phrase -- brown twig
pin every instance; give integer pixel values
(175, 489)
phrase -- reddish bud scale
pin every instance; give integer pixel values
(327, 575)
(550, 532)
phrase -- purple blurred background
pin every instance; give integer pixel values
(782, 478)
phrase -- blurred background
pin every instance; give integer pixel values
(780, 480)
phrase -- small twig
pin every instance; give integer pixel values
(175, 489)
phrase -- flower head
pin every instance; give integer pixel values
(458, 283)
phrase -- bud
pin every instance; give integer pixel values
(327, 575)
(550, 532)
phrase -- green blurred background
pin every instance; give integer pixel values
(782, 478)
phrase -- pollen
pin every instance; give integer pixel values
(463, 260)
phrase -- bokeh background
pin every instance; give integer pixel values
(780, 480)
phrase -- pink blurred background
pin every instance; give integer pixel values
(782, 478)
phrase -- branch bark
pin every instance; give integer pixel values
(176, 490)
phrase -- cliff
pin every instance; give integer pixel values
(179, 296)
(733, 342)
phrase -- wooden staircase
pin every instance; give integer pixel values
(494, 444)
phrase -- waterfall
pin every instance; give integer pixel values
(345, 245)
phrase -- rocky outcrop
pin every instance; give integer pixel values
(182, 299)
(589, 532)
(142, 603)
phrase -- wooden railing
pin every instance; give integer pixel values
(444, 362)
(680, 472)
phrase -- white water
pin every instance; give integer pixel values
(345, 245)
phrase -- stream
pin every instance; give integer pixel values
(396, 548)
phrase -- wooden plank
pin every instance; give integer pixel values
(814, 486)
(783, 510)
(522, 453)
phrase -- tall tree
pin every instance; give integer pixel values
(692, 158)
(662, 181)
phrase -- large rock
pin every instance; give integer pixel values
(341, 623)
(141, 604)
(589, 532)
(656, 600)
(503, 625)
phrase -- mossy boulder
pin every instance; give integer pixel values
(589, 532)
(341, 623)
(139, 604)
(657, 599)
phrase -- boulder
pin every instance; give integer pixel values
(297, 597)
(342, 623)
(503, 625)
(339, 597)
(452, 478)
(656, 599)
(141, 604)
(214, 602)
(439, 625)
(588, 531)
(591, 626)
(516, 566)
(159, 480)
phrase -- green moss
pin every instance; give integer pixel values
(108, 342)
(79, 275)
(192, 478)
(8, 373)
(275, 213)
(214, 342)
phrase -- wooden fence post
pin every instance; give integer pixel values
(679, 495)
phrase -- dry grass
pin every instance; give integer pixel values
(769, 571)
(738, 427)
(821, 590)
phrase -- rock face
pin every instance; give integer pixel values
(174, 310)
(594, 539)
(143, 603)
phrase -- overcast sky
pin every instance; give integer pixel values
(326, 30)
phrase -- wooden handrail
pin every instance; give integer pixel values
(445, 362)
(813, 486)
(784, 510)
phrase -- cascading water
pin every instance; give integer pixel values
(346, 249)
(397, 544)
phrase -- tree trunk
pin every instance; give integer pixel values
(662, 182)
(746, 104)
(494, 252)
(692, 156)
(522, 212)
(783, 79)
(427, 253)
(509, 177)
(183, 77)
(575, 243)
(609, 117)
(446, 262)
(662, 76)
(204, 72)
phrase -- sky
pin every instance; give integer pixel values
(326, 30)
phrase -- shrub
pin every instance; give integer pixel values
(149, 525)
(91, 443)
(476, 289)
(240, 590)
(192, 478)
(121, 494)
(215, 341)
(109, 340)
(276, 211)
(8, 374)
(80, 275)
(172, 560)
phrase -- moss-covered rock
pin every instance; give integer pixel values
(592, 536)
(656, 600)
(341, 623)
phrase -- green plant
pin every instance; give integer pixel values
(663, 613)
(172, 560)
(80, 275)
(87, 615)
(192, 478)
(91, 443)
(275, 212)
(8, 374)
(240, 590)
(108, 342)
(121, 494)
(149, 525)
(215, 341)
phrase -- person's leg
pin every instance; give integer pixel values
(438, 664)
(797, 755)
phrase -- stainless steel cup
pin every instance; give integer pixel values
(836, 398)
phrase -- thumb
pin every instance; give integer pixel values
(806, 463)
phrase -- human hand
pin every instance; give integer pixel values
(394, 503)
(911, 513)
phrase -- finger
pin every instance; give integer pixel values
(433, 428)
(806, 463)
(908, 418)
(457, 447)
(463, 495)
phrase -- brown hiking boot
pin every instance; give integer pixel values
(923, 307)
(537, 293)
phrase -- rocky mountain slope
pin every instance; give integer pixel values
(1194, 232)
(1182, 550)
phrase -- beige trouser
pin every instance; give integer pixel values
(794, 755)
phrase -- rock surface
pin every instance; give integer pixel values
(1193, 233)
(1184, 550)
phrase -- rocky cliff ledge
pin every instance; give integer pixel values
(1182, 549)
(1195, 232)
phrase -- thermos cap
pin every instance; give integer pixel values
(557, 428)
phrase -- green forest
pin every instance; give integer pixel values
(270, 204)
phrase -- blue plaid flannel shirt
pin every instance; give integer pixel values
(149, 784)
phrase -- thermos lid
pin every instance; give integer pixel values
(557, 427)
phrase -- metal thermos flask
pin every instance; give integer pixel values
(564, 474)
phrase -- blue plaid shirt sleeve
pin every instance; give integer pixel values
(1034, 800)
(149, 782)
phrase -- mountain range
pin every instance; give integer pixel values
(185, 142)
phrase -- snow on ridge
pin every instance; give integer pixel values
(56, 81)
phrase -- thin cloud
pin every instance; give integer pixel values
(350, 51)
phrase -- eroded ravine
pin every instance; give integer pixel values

# PROBLEM DETAILS:
Put every line of the records above into a Markdown table with the columns Row and Line, numbering the rows in order and leaving out blank lines.

# COMPLETE OUTPUT:
| Row | Line |
|---|---|
| 1 | phrase -- brown twig |
| 2 | pin every instance; give integer pixel values |
| 3 | (175, 489) |
| 4 | phrase -- reddish bud scale |
| 5 | pin every instance; give integer pixel values |
| 6 | (327, 575) |
| 7 | (550, 532) |
| 8 | phrase -- purple blurred background |
| 9 | pin every instance; give integer pixel values |
| 10 | (782, 478) |
| 11 | phrase -- blurred background |
| 12 | pin every instance; give integer pixel values |
| 13 | (780, 480) |
| 14 | phrase -- small twig |
| 15 | pin every instance; give integer pixel values |
| 16 | (175, 489) |
| 17 | phrase -- flower head |
| 18 | pin every instance; give integer pixel values |
| 19 | (458, 283) |
| 20 | phrase -- bud |
| 21 | pin every instance; give integer pixel values |
| 22 | (327, 575) |
| 23 | (550, 532) |
| 24 | phrase -- green blurred background |
| 25 | pin every instance; give integer pixel values |
| 26 | (782, 478) |
| 27 | phrase -- pollen |
| 28 | pin every instance; give integer pixel values |
| 29 | (463, 260) |
| 30 | phrase -- bokeh background |
| 31 | pin every instance; give integer pixel values |
| 32 | (780, 480) |
| 33 | phrase -- pink blurred background |
| 34 | pin every instance; give integer pixel values |
| 35 | (782, 478) |
| 36 | phrase -- branch bark |
| 37 | pin every instance; give integer pixel values |
| 38 | (176, 490) |
| 39 | phrase -- cliff |
| 40 | pin every instance; give integer pixel values |
| 41 | (179, 296) |
| 42 | (733, 342) |
| 43 | phrase -- wooden staircase |
| 44 | pin every instance; give integer pixel values |
| 45 | (494, 444) |
| 46 | phrase -- waterfall |
| 47 | pin every instance; give integer pixel values |
| 48 | (345, 245) |
| 49 | phrase -- rocky outcrop |
| 50 | pin every instance; give integer pixel values |
| 51 | (182, 299) |
| 52 | (589, 532) |
| 53 | (142, 603) |
| 54 | phrase -- wooden railing |
| 55 | pin every instance; give integer pixel values |
| 56 | (444, 362) |
| 57 | (680, 472) |
| 58 | phrase -- white water |
| 59 | pin every instance; give integer pixel values |
| 60 | (345, 245) |
| 61 | phrase -- stream |
| 62 | pin every instance; give integer pixel values |
| 63 | (396, 548) |
| 64 | phrase -- wooden plank |
| 65 | pin every instance; give integer pixel values |
| 66 | (814, 486) |
| 67 | (783, 510) |
| 68 | (522, 453) |
| 69 | phrase -- tall tree |
| 70 | pin every instance; give integer pixel values |
| 71 | (692, 158) |
| 72 | (662, 181) |
| 73 | phrase -- large rock |
| 74 | pin every instance; give integer pixel values |
| 75 | (341, 623) |
| 76 | (141, 604) |
| 77 | (589, 532) |
| 78 | (656, 600) |
| 79 | (503, 625) |
| 80 | phrase -- mossy boulder |
| 81 | pin every instance; give integer pixel values |
| 82 | (589, 532) |
| 83 | (341, 623) |
| 84 | (139, 604) |
| 85 | (657, 599) |
| 86 | phrase -- boulder |
| 87 | pin every instance; give integer pixel values |
| 88 | (297, 597) |
| 89 | (342, 623) |
| 90 | (503, 625) |
| 91 | (339, 597) |
| 92 | (452, 478) |
| 93 | (656, 599) |
| 94 | (141, 604) |
| 95 | (214, 602) |
| 96 | (439, 625) |
| 97 | (588, 531) |
| 98 | (591, 626) |
| 99 | (516, 566) |
| 100 | (159, 480) |
| 101 | phrase -- green moss |
| 102 | pin every instance; give integer pixel values |
| 103 | (108, 342) |
| 104 | (79, 275) |
| 105 | (192, 478) |
| 106 | (8, 373) |
| 107 | (275, 213) |
| 108 | (214, 342) |
| 109 | phrase -- wooden fence post |
| 110 | pin every instance; give integer pixel values |
| 111 | (679, 495) |
| 112 | phrase -- dry grass |
| 113 | pin every instance; give integer pixel values |
| 114 | (769, 571) |
| 115 | (738, 427) |
| 116 | (821, 590) |
| 117 | phrase -- rock face |
| 118 | pin every instance; give integer pixel values |
| 119 | (174, 310) |
| 120 | (594, 539) |
| 121 | (143, 603) |
| 122 | phrase -- overcast sky |
| 123 | pin every instance; give integer pixel values |
| 124 | (326, 30) |
| 125 | phrase -- wooden handrail |
| 126 | pin every instance; give integer pixel values |
| 127 | (445, 362) |
| 128 | (813, 486) |
| 129 | (784, 510) |
| 130 | phrase -- cascading water |
| 131 | pin every instance; give integer pixel values |
| 132 | (346, 249) |
| 133 | (397, 544) |
| 134 | phrase -- tree trunk |
| 135 | pin every instance; give integer pixel values |
| 136 | (662, 182) |
| 137 | (746, 104) |
| 138 | (494, 252) |
| 139 | (692, 156) |
| 140 | (522, 212) |
| 141 | (783, 79) |
| 142 | (427, 253) |
| 143 | (509, 177) |
| 144 | (183, 77) |
| 145 | (575, 243) |
| 146 | (609, 117) |
| 147 | (446, 262) |
| 148 | (662, 76) |
| 149 | (204, 72) |
| 150 | phrase -- sky |
| 151 | pin every instance; give integer pixel values |
| 152 | (326, 30) |
| 153 | phrase -- shrub |
| 154 | pin every instance; give integer pixel values |
| 155 | (149, 525) |
| 156 | (91, 443) |
| 157 | (476, 289) |
| 158 | (240, 590) |
| 159 | (192, 478) |
| 160 | (121, 494) |
| 161 | (215, 341) |
| 162 | (109, 340) |
| 163 | (276, 211) |
| 164 | (8, 374) |
| 165 | (80, 275) |
| 166 | (172, 560) |
| 167 | phrase -- moss-covered rock |
| 168 | pin every instance; give integer pixel values |
| 169 | (592, 536) |
| 170 | (656, 600) |
| 171 | (341, 623) |
| 172 | phrase -- green plant |
| 173 | pin every instance; give integer pixel values |
| 174 | (663, 613) |
| 175 | (172, 560) |
| 176 | (80, 275) |
| 177 | (87, 615) |
| 178 | (192, 478) |
| 179 | (91, 443) |
| 180 | (275, 212) |
| 181 | (8, 374) |
| 182 | (240, 590) |
| 183 | (108, 342) |
| 184 | (121, 494) |
| 185 | (149, 525) |
| 186 | (215, 341) |
| 187 | phrase -- person's leg |
| 188 | pin every instance; give integer pixel values |
| 189 | (438, 664) |
| 190 | (797, 755) |
| 191 | phrase -- stainless steel cup |
| 192 | pin every instance; give integer pixel values |
| 193 | (836, 398) |
| 194 | phrase -- thumb |
| 195 | pin every instance; give integer pixel values |
| 196 | (806, 463) |
| 197 | phrase -- human hand |
| 198 | pin every instance; give integer pixel values |
| 199 | (394, 503) |
| 200 | (911, 513) |
| 201 | phrase -- finger |
| 202 | pin every instance; give integer pixel values |
| 203 | (433, 428) |
| 204 | (806, 463) |
| 205 | (908, 418) |
| 206 | (457, 447) |
| 207 | (463, 495) |
| 208 | phrase -- brown hiking boot |
| 209 | pin every instance; give integer pixel values |
| 210 | (923, 307) |
| 211 | (537, 293) |
| 212 | phrase -- rocky mountain slope |
| 213 | pin every instance; give integer pixel values |
| 214 | (1194, 232) |
| 215 | (1182, 550) |
| 216 | phrase -- beige trouser |
| 217 | pin every instance; give integer pixel values |
| 218 | (794, 755) |
| 219 | phrase -- rock surface |
| 220 | pin every instance; give integer pixel values |
| 221 | (1193, 233) |
| 222 | (1184, 550) |
| 223 | phrase -- rocky cliff ledge |
| 224 | pin every instance; give integer pixel values |
| 225 | (1182, 549) |
| 226 | (1195, 232) |
| 227 | phrase -- thermos cap |
| 228 | pin every instance; give integer pixel values |
| 229 | (557, 428) |
| 230 | phrase -- green forest |
| 231 | pin every instance; give integer pixel values |
| 232 | (270, 204) |
| 233 | phrase -- blue plaid flannel shirt |
| 234 | pin every instance; give integer pixel values |
| 235 | (149, 784) |
| 236 | phrase -- thermos lid |
| 237 | pin every instance; give integer pixel values |
| 238 | (557, 427) |
| 239 | phrase -- metal thermos flask |
| 240 | pin every instance; give integer pixel values |
| 241 | (564, 474) |
| 242 | phrase -- blue plaid shirt sleeve |
| 243 | pin every instance; give integer pixel values |
| 244 | (1034, 800) |
| 245 | (149, 782) |
| 246 | phrase -- mountain range |
| 247 | pin every instance; give integer pixel values |
| 248 | (185, 142) |
| 249 | phrase -- snow on ridge |
| 250 | pin every instance; give integer pixel values |
| 251 | (56, 81) |
| 252 | phrase -- thin cloud |
| 253 | pin every instance; give integer pixel values |
| 254 | (350, 51) |
| 255 | phrase -- eroded ravine |
| 256 | pin every instance; give integer pixel values |